--- WORK TO BE COMPLETED ---
Rewrite each of the rows below, replacing "Specify" with "Provide" and keeping everything else unchanged. Omit the pictures from your answer.
* * * * * * *
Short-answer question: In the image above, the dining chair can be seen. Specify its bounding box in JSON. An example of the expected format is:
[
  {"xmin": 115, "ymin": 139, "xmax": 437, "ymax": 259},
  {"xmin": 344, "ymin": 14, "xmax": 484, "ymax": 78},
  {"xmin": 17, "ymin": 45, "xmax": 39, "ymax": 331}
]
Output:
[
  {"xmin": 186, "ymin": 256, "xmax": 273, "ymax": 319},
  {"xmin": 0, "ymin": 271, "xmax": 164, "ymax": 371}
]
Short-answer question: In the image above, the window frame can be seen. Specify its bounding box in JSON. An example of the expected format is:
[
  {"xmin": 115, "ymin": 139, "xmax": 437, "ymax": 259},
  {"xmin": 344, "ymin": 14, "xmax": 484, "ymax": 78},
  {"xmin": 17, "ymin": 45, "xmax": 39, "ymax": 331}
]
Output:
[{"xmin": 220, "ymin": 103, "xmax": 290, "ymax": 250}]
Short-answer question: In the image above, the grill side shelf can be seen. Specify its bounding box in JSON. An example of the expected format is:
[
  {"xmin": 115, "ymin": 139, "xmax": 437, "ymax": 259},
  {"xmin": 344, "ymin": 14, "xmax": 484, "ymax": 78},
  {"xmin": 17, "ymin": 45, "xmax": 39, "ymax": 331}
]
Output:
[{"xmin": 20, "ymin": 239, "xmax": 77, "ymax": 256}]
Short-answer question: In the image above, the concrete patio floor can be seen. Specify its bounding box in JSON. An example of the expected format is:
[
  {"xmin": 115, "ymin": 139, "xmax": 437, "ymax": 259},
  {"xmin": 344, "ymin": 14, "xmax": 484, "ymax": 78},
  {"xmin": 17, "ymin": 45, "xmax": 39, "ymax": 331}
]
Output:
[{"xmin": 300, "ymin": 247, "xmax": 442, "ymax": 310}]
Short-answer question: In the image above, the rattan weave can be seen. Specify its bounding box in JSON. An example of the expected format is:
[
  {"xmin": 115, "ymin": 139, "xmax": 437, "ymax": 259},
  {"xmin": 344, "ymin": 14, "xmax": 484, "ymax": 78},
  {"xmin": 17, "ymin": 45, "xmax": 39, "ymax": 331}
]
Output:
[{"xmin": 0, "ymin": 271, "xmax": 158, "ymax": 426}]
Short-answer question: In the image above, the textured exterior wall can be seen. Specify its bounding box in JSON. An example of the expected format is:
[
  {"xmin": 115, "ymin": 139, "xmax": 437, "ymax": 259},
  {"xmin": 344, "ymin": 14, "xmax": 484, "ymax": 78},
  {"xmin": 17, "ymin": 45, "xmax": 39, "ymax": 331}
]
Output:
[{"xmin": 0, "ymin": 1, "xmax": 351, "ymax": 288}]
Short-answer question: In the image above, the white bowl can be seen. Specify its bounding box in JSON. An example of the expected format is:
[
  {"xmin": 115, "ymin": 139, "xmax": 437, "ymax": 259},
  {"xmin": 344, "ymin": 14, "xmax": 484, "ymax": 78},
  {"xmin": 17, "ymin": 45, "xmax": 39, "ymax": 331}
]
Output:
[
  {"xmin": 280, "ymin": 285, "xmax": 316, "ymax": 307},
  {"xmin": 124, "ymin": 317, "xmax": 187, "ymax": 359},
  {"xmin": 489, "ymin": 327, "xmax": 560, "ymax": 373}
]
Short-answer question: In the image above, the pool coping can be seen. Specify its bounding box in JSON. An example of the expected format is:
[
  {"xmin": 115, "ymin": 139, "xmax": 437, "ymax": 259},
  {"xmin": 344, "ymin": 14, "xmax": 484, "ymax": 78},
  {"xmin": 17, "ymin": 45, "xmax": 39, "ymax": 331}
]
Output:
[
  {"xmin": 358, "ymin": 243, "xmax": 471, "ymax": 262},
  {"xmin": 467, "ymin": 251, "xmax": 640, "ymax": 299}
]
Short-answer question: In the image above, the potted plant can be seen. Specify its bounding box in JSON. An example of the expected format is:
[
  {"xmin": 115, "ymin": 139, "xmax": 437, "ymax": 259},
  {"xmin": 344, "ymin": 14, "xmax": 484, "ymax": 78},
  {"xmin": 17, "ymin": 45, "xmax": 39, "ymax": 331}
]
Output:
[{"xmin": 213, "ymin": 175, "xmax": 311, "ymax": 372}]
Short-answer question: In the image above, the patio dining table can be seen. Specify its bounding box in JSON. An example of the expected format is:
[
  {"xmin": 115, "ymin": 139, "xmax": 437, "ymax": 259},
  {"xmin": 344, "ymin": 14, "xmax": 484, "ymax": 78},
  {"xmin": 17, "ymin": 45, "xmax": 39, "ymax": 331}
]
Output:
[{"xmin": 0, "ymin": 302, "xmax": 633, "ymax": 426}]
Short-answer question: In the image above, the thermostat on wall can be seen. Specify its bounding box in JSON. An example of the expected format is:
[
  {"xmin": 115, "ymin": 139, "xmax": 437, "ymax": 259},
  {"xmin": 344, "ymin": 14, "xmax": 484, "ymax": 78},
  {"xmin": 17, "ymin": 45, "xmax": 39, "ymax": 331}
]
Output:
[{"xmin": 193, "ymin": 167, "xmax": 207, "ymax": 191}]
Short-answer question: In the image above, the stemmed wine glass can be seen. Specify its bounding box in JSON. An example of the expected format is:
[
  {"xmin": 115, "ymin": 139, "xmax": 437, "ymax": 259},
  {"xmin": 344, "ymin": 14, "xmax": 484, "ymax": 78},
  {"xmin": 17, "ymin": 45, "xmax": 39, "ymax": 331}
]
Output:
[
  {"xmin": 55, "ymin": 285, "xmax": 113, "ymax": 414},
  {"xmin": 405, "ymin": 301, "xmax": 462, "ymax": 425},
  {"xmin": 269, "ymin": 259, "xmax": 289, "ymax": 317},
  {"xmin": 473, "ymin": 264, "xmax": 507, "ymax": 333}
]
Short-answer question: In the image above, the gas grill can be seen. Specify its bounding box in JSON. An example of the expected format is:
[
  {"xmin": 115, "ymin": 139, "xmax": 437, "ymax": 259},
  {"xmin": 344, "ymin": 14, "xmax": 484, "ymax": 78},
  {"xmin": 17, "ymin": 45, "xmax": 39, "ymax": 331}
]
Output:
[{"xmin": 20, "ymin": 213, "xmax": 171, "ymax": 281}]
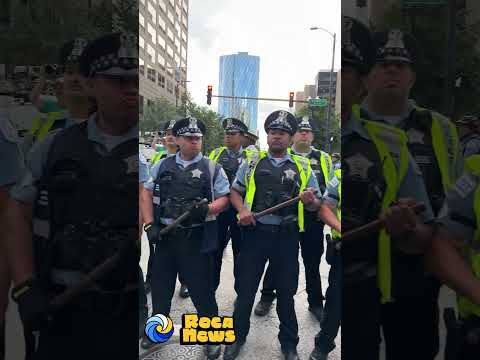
* * * * * * *
--- RESPONSE TO THE EXERCISE ---
Short-answer question: In the image above, the dining chair can be seen. Provide its bounding box in JSON. An example of the expected format is:
[
  {"xmin": 115, "ymin": 139, "xmax": 437, "ymax": 259},
  {"xmin": 344, "ymin": 14, "xmax": 484, "ymax": 78},
  {"xmin": 17, "ymin": 45, "xmax": 39, "ymax": 331}
]
Output:
[
  {"xmin": 186, "ymin": 256, "xmax": 273, "ymax": 319},
  {"xmin": 0, "ymin": 271, "xmax": 164, "ymax": 371}
]
Short-answer question: In the image above, the window frame can be seen. Provide its bounding box in JSON. An example of the expected format is:
[
  {"xmin": 115, "ymin": 139, "xmax": 437, "ymax": 259},
  {"xmin": 344, "ymin": 14, "xmax": 484, "ymax": 78},
  {"xmin": 17, "ymin": 45, "xmax": 39, "ymax": 331}
]
Output:
[{"xmin": 220, "ymin": 103, "xmax": 290, "ymax": 250}]
Short-answer question: In the image above, the grill side shelf can be seen. Provide its bounding box in JSON. An example of the expected format is:
[
  {"xmin": 115, "ymin": 139, "xmax": 437, "ymax": 259},
  {"xmin": 344, "ymin": 14, "xmax": 484, "ymax": 78},
  {"xmin": 17, "ymin": 45, "xmax": 39, "ymax": 331}
]
Output:
[{"xmin": 20, "ymin": 239, "xmax": 77, "ymax": 256}]
Short-answer question: In the image above, the concrete patio floor can be seen. Provide its bounding box in JSON. An example of the expected format is:
[
  {"xmin": 115, "ymin": 139, "xmax": 437, "ymax": 259},
  {"xmin": 344, "ymin": 14, "xmax": 484, "ymax": 78},
  {"xmin": 17, "ymin": 45, "xmax": 39, "ymax": 331}
]
Output:
[{"xmin": 300, "ymin": 247, "xmax": 442, "ymax": 310}]
Short-answer question: In the image above, the rattan weave can be seen. Provide its bounding box in JSON. An example of the expected format is:
[
  {"xmin": 115, "ymin": 139, "xmax": 437, "ymax": 259},
  {"xmin": 344, "ymin": 14, "xmax": 484, "ymax": 78},
  {"xmin": 17, "ymin": 45, "xmax": 39, "ymax": 331}
]
Output:
[{"xmin": 0, "ymin": 271, "xmax": 158, "ymax": 426}]
Short-answer question: In the image above, the textured exterior wall can be seen. Provide its bounding box in JSON. An example of the expected format is:
[
  {"xmin": 115, "ymin": 139, "xmax": 437, "ymax": 259},
  {"xmin": 344, "ymin": 14, "xmax": 484, "ymax": 78},
  {"xmin": 17, "ymin": 45, "xmax": 39, "ymax": 331}
]
Output:
[{"xmin": 0, "ymin": 1, "xmax": 351, "ymax": 288}]
Short-answer question: In the image above, the white bowl can be seen. Provide its bounding box in JSON. An example of the expected format is:
[
  {"xmin": 115, "ymin": 139, "xmax": 437, "ymax": 259},
  {"xmin": 344, "ymin": 14, "xmax": 484, "ymax": 78},
  {"xmin": 17, "ymin": 45, "xmax": 39, "ymax": 331}
]
Output:
[
  {"xmin": 280, "ymin": 285, "xmax": 316, "ymax": 307},
  {"xmin": 124, "ymin": 317, "xmax": 187, "ymax": 359},
  {"xmin": 489, "ymin": 327, "xmax": 560, "ymax": 373}
]
Short-answer question: In the image above, the pool coping can be seen. Provide its bounding box in JSON. An example of the expected format is:
[
  {"xmin": 115, "ymin": 139, "xmax": 437, "ymax": 259},
  {"xmin": 344, "ymin": 14, "xmax": 484, "ymax": 78},
  {"xmin": 17, "ymin": 45, "xmax": 39, "ymax": 331}
]
Output:
[
  {"xmin": 358, "ymin": 243, "xmax": 471, "ymax": 262},
  {"xmin": 467, "ymin": 251, "xmax": 640, "ymax": 299}
]
Short-answer question: In the image above, the potted plant can be seen. Provide its bounding box in JSON. An example of the expected format is:
[
  {"xmin": 115, "ymin": 139, "xmax": 437, "ymax": 259},
  {"xmin": 344, "ymin": 14, "xmax": 484, "ymax": 78},
  {"xmin": 17, "ymin": 45, "xmax": 39, "ymax": 331}
]
Output:
[{"xmin": 213, "ymin": 175, "xmax": 311, "ymax": 372}]
Short-answer question: In the image above, the patio dining table can be seen. Provide its bounding box in JSON. An example of the expected format is:
[
  {"xmin": 115, "ymin": 139, "xmax": 437, "ymax": 259},
  {"xmin": 344, "ymin": 14, "xmax": 484, "ymax": 78},
  {"xmin": 17, "ymin": 45, "xmax": 39, "ymax": 331}
]
Output:
[{"xmin": 0, "ymin": 302, "xmax": 633, "ymax": 426}]
Short-answer question: In the image above, the thermostat on wall can be seen. Provide its bounding box in JSON. An example of the expected format is:
[
  {"xmin": 115, "ymin": 139, "xmax": 437, "ymax": 259},
  {"xmin": 344, "ymin": 14, "xmax": 484, "ymax": 78},
  {"xmin": 17, "ymin": 45, "xmax": 39, "ymax": 331}
]
Output:
[{"xmin": 193, "ymin": 167, "xmax": 207, "ymax": 191}]
Short-answer question: In the image above, the stemmed wine glass can be seen. Provide its bounding box in JSON. An example of the expected format is:
[
  {"xmin": 115, "ymin": 139, "xmax": 437, "ymax": 259},
  {"xmin": 344, "ymin": 14, "xmax": 484, "ymax": 78},
  {"xmin": 17, "ymin": 45, "xmax": 39, "ymax": 331}
]
Output:
[
  {"xmin": 55, "ymin": 285, "xmax": 113, "ymax": 414},
  {"xmin": 405, "ymin": 301, "xmax": 462, "ymax": 425},
  {"xmin": 269, "ymin": 259, "xmax": 289, "ymax": 317},
  {"xmin": 473, "ymin": 264, "xmax": 507, "ymax": 333}
]
Short-answer question: In the image above, the gas grill can be seen. Provide its bounding box in JSON. An example of the expected format is:
[
  {"xmin": 115, "ymin": 139, "xmax": 437, "ymax": 259},
  {"xmin": 344, "ymin": 14, "xmax": 484, "ymax": 78},
  {"xmin": 17, "ymin": 45, "xmax": 39, "ymax": 331}
]
Output:
[{"xmin": 20, "ymin": 213, "xmax": 171, "ymax": 281}]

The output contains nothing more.